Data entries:
================

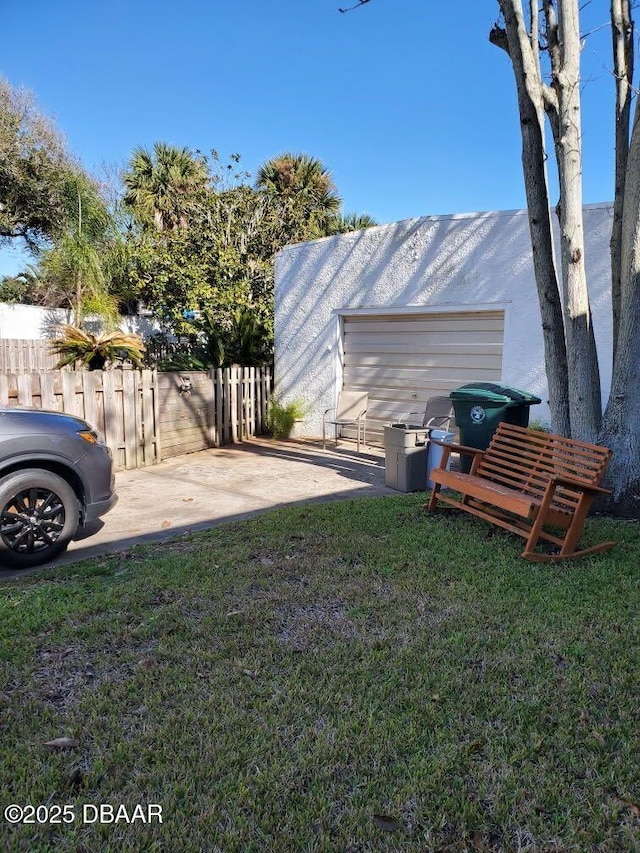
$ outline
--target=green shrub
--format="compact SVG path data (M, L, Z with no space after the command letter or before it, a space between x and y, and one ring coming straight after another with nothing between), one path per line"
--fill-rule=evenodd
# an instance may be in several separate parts
M288 438L296 421L305 416L306 410L300 400L281 403L274 397L267 410L267 429L274 438Z

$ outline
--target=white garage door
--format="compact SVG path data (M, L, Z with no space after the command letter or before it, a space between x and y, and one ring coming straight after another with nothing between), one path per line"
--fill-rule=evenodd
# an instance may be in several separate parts
M343 319L343 386L369 392L371 444L382 444L384 425L407 420L410 412L420 412L421 423L428 397L467 382L501 379L503 311Z

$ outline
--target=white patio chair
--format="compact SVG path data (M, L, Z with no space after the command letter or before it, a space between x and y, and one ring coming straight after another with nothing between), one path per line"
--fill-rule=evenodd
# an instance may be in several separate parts
M422 427L428 430L449 430L453 420L453 403L448 397L429 397L423 412L409 412L407 420L412 415L422 415Z
M367 391L340 391L335 408L326 409L322 416L322 449L326 447L327 425L333 424L336 432L336 444L338 435L344 426L356 425L357 428L357 452L360 453L360 430L362 429L362 445L367 443L367 407L369 406L369 394ZM334 416L330 417L330 413Z

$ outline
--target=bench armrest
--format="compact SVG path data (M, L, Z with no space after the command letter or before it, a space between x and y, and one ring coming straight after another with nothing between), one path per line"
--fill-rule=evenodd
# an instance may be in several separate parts
M582 480L574 480L573 477L551 477L554 486L567 486L569 489L579 489L581 492L591 492L594 495L610 495L611 489L603 489L592 483L584 483Z
M482 454L485 453L484 450L480 450L478 447L467 447L464 444L452 444L450 441L443 441L441 438L432 438L430 441L433 442L433 444L439 444L441 447L450 447L455 453L465 453L472 456L482 456Z

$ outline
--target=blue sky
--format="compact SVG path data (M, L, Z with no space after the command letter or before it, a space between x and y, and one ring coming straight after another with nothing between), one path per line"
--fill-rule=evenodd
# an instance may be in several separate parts
M0 73L94 173L156 140L238 152L252 172L304 151L346 211L379 222L523 207L512 72L488 41L497 3L345 3L4 0ZM613 194L608 5L583 12L587 203Z

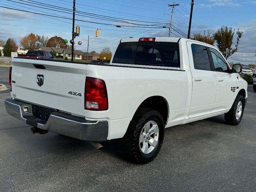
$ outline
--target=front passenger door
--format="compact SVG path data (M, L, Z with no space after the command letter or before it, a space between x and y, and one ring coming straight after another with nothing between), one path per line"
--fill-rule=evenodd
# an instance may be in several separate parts
M230 109L236 90L236 81L234 75L229 73L230 68L220 53L215 49L209 48L217 79L216 98L212 110L212 113Z
M216 76L204 44L189 41L187 44L192 86L188 116L193 118L210 114L216 94Z

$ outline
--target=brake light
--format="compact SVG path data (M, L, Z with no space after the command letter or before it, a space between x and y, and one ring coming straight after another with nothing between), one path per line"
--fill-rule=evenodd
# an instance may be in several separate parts
M139 41L155 41L156 38L154 37L143 37L140 38Z
M9 71L9 85L10 85L10 91L12 91L12 67L10 68Z
M108 93L104 80L86 77L85 89L84 109L96 111L108 110Z

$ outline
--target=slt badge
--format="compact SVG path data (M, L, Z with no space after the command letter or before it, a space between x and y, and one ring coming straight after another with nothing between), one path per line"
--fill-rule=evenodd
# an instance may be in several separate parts
M40 87L44 84L44 75L38 74L36 77L36 82Z

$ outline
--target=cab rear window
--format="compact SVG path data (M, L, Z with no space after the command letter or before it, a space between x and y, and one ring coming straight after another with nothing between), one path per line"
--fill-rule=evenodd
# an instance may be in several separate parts
M179 68L179 44L158 42L120 43L112 62Z

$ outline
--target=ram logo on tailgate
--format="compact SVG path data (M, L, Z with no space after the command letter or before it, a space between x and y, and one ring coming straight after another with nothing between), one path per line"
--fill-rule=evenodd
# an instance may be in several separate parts
M37 84L41 86L44 84L44 75L38 74L36 77L36 82Z

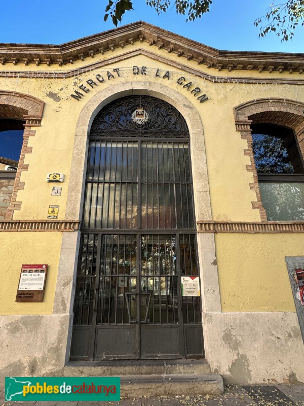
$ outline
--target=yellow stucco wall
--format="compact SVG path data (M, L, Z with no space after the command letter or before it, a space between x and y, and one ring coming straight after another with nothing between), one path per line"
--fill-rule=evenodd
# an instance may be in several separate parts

================

What the exercise asks: Give all the entries again exactly, dropping each picture.

Task output:
$ outline
--target=green shrub
--format="compact SVG path data (M, L, Z with no space after the command letter or before it, a space between x and y, and one ring coming straight after another with nothing between), one path per line"
--fill-rule=evenodd
# an instance may be in several separate parts
M288 438L296 421L305 416L306 410L300 400L281 403L274 397L267 410L267 429L274 438Z

$ outline
--target=white garage door
--format="compact SVG path data (M, L, Z with no space after the command letter or before it, a space between x and y, and one ring coming straight after another with nothing between), one path per line"
--fill-rule=evenodd
# an instance may be in several separate parts
M343 319L343 386L369 392L371 444L382 444L384 425L407 420L410 412L420 412L421 423L428 397L467 382L501 379L503 311Z

$ outline
--target=white patio chair
--format="compact SVG path data (M, L, Z with no space after the command letter or before it, a space between x and y, and one ring coming straight after another with nothing between), one path per line"
--fill-rule=evenodd
# an instance may be in several separate parts
M422 427L428 430L449 430L453 420L453 403L448 397L429 397L423 412L409 412L407 420L412 415L422 415Z
M367 391L340 391L335 408L326 409L322 416L322 449L326 447L327 425L333 424L336 432L336 444L338 435L344 426L356 425L357 428L357 452L360 453L360 430L362 429L362 445L367 443L367 407L369 406L369 394ZM334 416L330 417L330 413Z

$ outline
--target=bench armrest
--format="compact SVG path data (M, L, Z with no space after the command letter or before it, a space between x and y, and one ring coming straight after another with nothing between), one path per line"
--fill-rule=evenodd
# an instance may be in several separate parts
M582 480L574 480L573 477L551 477L554 486L567 486L569 489L579 489L581 492L591 492L594 495L610 495L611 489L603 489L592 483L584 483Z
M482 454L485 453L484 450L480 450L478 447L467 447L464 444L452 444L450 441L443 441L441 438L432 438L430 441L433 442L433 444L439 444L441 447L450 447L455 453L465 453L472 456L482 456Z

$ outline
--target=blue sky
--format="compact SVG path data (M, L, Z with no space after the command letter or before it, a space between x and y, and one ring coming straight after another with nothing between), one path per line"
--fill-rule=evenodd
# an instance may be in several separate parts
M0 73L94 173L156 140L238 152L252 172L304 151L346 211L379 222L523 207L512 72L488 41L497 3L345 3L4 0ZM613 194L608 5L583 12L587 203Z

$ outline
--target=front passenger door
--format="compact SVG path data (M, L, Z with no space after the command letter or before it, a space between x and y, and one ring coming straight after another with nothing between), one path per line"
--fill-rule=evenodd
# an instance may be in several separate parts
M230 109L236 90L236 81L234 75L229 73L230 68L220 53L215 49L209 48L217 79L216 98L212 110L212 113Z
M216 76L204 44L189 41L187 44L192 86L188 116L193 118L210 114L216 94Z

$ outline
--target=brake light
--format="compact SVG path data (M, L, Z with no space after the command letter or before it, a space between x and y, and one ring coming straight after another with nothing between), one path per line"
--fill-rule=evenodd
# an instance may be in several separate parts
M139 41L155 41L156 38L154 37L143 37L140 38Z
M9 71L9 85L10 85L10 91L12 91L12 67L10 68Z
M108 93L104 80L86 77L85 89L84 109L96 111L108 110Z

$ outline
--target=slt badge
--format="compact SVG path data (M, L, Z with no space after the command letter or before it, a space between x and y, and one ring coming straight after another with nothing between), one path per line"
--fill-rule=evenodd
# an instance may be in several separate parts
M40 87L44 84L44 75L38 74L36 77L36 82Z

$ outline
--target=cab rear window
--format="compact SVG path data (M, L, Z with no space after the command letter or before it, a space between x and y, and one ring coming straight after another with nothing between), one path per line"
--fill-rule=evenodd
# an instance may be in several separate parts
M179 68L179 44L158 42L120 43L112 62Z

$ outline
--target=ram logo on tailgate
--format="compact SVG path data (M, L, Z with no space after the command letter or before it, a space between x and y, and one ring coming straight after another with nothing between), one path per line"
--fill-rule=evenodd
# an instance may be in several separate parts
M37 84L41 86L44 84L44 75L38 74L36 77L36 82Z

$ outline
--target=yellow stucco wall
--format="compact SVG path data (M, L, Z with no space after the command letter or before it, a space between x and y, and one ring coming straight after another with nothing between), one path per line"
--fill-rule=evenodd
# an instance may be in several separate parts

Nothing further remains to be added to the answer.